### [Work instructions]
Could you write out the data below word for word, leaving out the pictures?

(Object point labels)

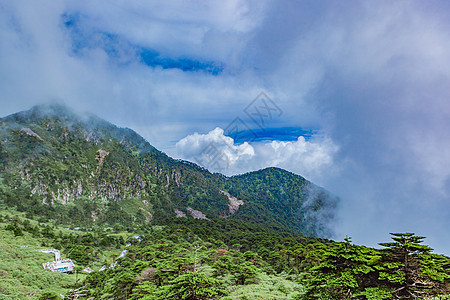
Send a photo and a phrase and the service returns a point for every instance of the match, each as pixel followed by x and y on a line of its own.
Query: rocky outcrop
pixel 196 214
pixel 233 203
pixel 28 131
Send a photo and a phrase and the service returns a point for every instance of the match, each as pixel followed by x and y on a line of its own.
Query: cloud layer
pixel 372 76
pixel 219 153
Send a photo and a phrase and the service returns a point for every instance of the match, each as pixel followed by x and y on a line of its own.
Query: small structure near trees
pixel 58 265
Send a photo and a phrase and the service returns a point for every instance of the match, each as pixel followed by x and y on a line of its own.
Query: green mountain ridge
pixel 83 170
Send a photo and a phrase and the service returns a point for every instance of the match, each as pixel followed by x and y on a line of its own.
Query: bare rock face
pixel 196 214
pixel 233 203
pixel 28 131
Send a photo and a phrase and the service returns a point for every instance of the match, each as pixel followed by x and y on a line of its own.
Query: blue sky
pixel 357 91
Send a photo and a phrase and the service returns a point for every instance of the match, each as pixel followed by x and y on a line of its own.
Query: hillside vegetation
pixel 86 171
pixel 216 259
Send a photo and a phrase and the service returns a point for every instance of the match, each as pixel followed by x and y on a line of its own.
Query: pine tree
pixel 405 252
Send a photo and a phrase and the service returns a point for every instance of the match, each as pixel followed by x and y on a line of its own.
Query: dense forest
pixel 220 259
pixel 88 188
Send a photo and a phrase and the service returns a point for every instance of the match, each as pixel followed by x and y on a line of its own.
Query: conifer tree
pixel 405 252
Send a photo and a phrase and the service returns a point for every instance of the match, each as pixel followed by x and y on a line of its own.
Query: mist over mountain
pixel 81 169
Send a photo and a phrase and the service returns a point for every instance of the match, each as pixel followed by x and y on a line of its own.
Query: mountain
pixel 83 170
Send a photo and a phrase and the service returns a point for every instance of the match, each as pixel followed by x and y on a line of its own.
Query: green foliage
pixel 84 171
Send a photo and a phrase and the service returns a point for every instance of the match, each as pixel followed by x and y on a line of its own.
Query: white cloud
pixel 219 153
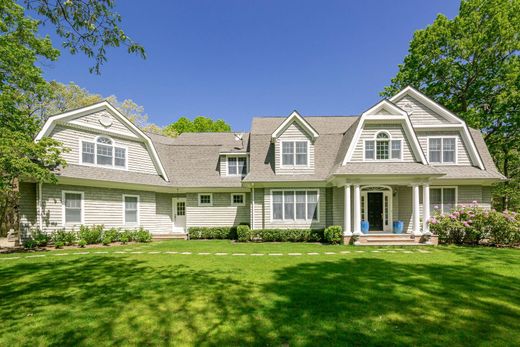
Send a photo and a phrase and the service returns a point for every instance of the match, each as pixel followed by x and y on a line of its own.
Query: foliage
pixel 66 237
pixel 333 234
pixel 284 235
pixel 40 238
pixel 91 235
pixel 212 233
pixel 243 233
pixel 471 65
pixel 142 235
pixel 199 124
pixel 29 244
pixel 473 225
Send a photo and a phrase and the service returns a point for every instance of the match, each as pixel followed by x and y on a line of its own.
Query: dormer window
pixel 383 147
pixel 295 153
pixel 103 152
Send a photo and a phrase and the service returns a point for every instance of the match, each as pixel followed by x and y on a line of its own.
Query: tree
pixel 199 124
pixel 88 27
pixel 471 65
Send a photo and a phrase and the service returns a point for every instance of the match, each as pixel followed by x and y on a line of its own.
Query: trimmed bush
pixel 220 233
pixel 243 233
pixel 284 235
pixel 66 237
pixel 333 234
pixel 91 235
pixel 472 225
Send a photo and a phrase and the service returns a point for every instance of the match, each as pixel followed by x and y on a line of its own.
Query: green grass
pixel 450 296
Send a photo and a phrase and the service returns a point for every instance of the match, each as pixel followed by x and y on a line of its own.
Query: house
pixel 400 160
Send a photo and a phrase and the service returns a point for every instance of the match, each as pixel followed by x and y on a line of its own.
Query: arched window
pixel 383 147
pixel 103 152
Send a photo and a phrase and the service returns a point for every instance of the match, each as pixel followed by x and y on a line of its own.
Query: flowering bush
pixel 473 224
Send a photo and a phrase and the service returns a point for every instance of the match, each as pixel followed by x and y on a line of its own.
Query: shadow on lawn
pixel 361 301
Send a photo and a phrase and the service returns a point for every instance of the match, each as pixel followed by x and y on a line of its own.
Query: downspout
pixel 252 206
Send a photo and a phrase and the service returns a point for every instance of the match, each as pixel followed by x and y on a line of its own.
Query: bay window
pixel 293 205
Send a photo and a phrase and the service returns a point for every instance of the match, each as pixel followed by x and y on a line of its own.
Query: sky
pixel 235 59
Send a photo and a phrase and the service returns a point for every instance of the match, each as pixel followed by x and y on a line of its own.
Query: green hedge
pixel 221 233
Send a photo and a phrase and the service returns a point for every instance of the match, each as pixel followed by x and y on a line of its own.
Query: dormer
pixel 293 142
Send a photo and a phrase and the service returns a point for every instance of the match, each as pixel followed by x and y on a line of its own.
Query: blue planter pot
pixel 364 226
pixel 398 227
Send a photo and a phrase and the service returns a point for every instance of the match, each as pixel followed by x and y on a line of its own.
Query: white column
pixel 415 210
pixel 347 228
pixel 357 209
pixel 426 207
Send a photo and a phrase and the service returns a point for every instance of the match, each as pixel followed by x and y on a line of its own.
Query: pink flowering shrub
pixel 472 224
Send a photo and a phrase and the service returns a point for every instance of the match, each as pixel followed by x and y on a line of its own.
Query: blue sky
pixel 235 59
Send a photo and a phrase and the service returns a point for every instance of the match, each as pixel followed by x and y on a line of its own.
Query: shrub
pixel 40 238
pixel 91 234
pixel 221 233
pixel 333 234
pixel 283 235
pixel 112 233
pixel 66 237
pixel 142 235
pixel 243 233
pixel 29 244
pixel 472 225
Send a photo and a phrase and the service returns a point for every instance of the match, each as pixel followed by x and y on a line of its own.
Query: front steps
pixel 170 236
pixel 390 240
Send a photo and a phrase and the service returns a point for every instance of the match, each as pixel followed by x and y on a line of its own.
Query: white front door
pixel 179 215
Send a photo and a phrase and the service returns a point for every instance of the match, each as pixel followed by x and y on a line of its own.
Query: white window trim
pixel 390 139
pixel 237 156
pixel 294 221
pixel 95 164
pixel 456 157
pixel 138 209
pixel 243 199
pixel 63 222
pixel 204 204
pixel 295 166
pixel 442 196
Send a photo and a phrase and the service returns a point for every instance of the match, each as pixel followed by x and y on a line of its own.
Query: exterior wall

### [Right answer]
Send a photo and a phrase and the service returns a point for every instance of the match, each as pixel followed by x and y on a line of its own.
Query: rocky outcrop
pixel 196 214
pixel 233 203
pixel 28 131
Send a photo and a phrase and the service returns a point for every instance of the match, each as pixel followed by x and y on a line of its own.
Query: cloud layer
pixel 372 76
pixel 219 153
Send a photo and a phrase and the service returns a point for every instance of the match, each as pixel followed by x and y on a line of its own.
Query: small structure near trees
pixel 58 265
Send a photo and a phrase and the service returns a point for every instance of the match, each as pixel followed by x and y on a line of its own.
Query: green mountain ridge
pixel 83 170
Send a photo and a phrase and the service returns a point for every instance of the match, each as pixel followed by x and y on a line of its own.
Query: bare rock face
pixel 196 214
pixel 233 203
pixel 28 131
Send a photo and a phrase and the service returns a point for every instance of the match, each as pixel followed by x and y on a line of its own.
Query: blue sky
pixel 357 91
Send a photo and a phrase and the service returns a point for every instance of the match, each as pixel followed by x and y on a line of its own.
Query: hillside vegetation
pixel 86 171
pixel 216 259
Send a photo and a phrase and the service returns a point for every instance of the match, each as pixel followed by x and y on a line of its own.
Query: pine tree
pixel 405 252
Send a photo and a phrase and the service returns a point for every instance of the match, each as pixel followed by x and y on a line of its own.
Query: dense forest
pixel 220 259
pixel 88 188
Send a photo and a phrase and the service returns a point for every instance of the match, each as pixel followed by x and y on a line of its own.
Query: conifer tree
pixel 405 252
Send a photo and a phrase and the service returns a point for every instance of the match, each as pixel followed by x and y on a line of its own.
Query: mist over mountain
pixel 81 169
Send a photo and a phrase and the service returns a point for every instance of the match, each as pixel followed by x and y on a line of its own.
Query: mountain
pixel 83 170
Send a photo and a phrase and the service returns a point for every instance of the match, each as pixel followed by x and y on a line of its own.
Query: green foliage
pixel 84 171
Send a photo and a phrase and the service returns a point for every instance of the match, each as pixel followed by x and y on a line of its own.
Query: white cloud
pixel 219 153
Send a photo and a phrase and the service returns a point for every instance of the match, each as pixel followed by x and y on a line of its own.
Query: foliage
pixel 66 237
pixel 333 234
pixel 284 235
pixel 40 238
pixel 91 235
pixel 212 233
pixel 243 233
pixel 471 65
pixel 142 235
pixel 199 124
pixel 29 244
pixel 473 225
Send a photo and a phrase and the service returns a point for every instance of the match, each as pixel followed by x and y on a line of its own.
Query: dormer window
pixel 383 147
pixel 295 153
pixel 103 152
Send a photo and a phrase and the service returns a point for every instance of the match, each as pixel followed by x and y on a line of its own.
Query: tree
pixel 199 124
pixel 88 27
pixel 471 65
Send a photo and a phrase and the service returns a point for every instance of the match, each as pixel followed by x and y on a line of its own.
Query: trimmed bush
pixel 220 233
pixel 243 233
pixel 284 235
pixel 66 237
pixel 333 234
pixel 91 235
pixel 472 225
Send a photo and a phrase and the service returns a point for every instance of the match, each as pixel followed by x and y on a line of its own.
Query: green grass
pixel 450 296
Send a photo and a phrase and the service returns a point for every instance of the match, each as pixel followed by x and y on a line of its own.
Query: house
pixel 400 160
Send a photo and a phrase and the service returns a point for every instance of the match, each as pixel followed by x and y on a line of its own.
Query: arched window
pixel 383 147
pixel 103 152
Send a photo and a phrase and the service returns a point for every instance of the match, each as pixel followed by x and y on a line of its own.
Query: flowering bush
pixel 473 224
Send a photo and a phrase and the service returns a point for every instance of the match, each as pixel followed by x and y on a line of its own.
Query: shadow on lawn
pixel 361 301
Send a photo and a phrase and the service returns a point for every instance of the match, each as pixel followed by x and y on a line of its own.
Query: downspout
pixel 252 206
Send a photo and a phrase and the service returns a point for every instance of the match, each as pixel followed by x and y on a line of its own.
Query: bay window
pixel 293 205
Send a photo and a phrase and the service returns a point for every instance of the match, each as pixel followed by x and y on a line of its own.
Query: sky
pixel 235 59
Send a photo and a phrase and the service returns a point for every instance of the match, each as pixel followed by x and y on a line of its own.
Query: green hedge
pixel 221 233
Send a photo and a phrase and the service returns a point for every instance of the match, each as pixel followed by x and y on a line of its own.
Query: dormer
pixel 293 142
Send a photo and a phrase and the service returns a point for every instance of the match, each as pixel followed by x and y on a line of its own.
Query: blue planter pot
pixel 364 226
pixel 398 227
Send a photo and a phrase and the service returns a point for every instance of the match, each as pixel followed by x and y on a line of its own.
Query: white column
pixel 415 210
pixel 347 228
pixel 357 209
pixel 426 207
Send a photo and a phrase and the service returns a point for every instance of the match, each as pixel followed by x and y on a line of its own.
Query: pink flowering shrub
pixel 472 224
Send a photo and a phrase and the service returns a point for every instance of the match, each as pixel followed by x and y on a line of its own.
Query: blue sky
pixel 235 59
Send a photo and a phrase and the service returns a point for every instance of the match, each as pixel followed by x and y on a line of its own.
Query: shrub
pixel 40 238
pixel 91 234
pixel 221 233
pixel 333 234
pixel 283 235
pixel 112 233
pixel 66 237
pixel 142 235
pixel 243 233
pixel 29 244
pixel 472 225
Send a photo and a phrase and the service returns a point for every instance of the match, each as pixel followed by x and y on a line of its own.
Query: front steps
pixel 170 236
pixel 390 240
Send a photo and a phrase and the service returns a point for every instance of the match, each as pixel followed by x and y on a line of its own.
Query: white front door
pixel 179 215
Send a photo and a phrase and the service returns a point for every instance of the match, each as pixel followed by x and y on a line of its own.
Query: white window trim
pixel 390 139
pixel 237 156
pixel 294 221
pixel 95 164
pixel 456 157
pixel 138 209
pixel 243 199
pixel 63 222
pixel 204 204
pixel 295 166
pixel 442 196
Send a photo and a phrase and the service returns a point for every instance of the match, each as pixel followed by x and y on a line of its own.
Query: exterior wall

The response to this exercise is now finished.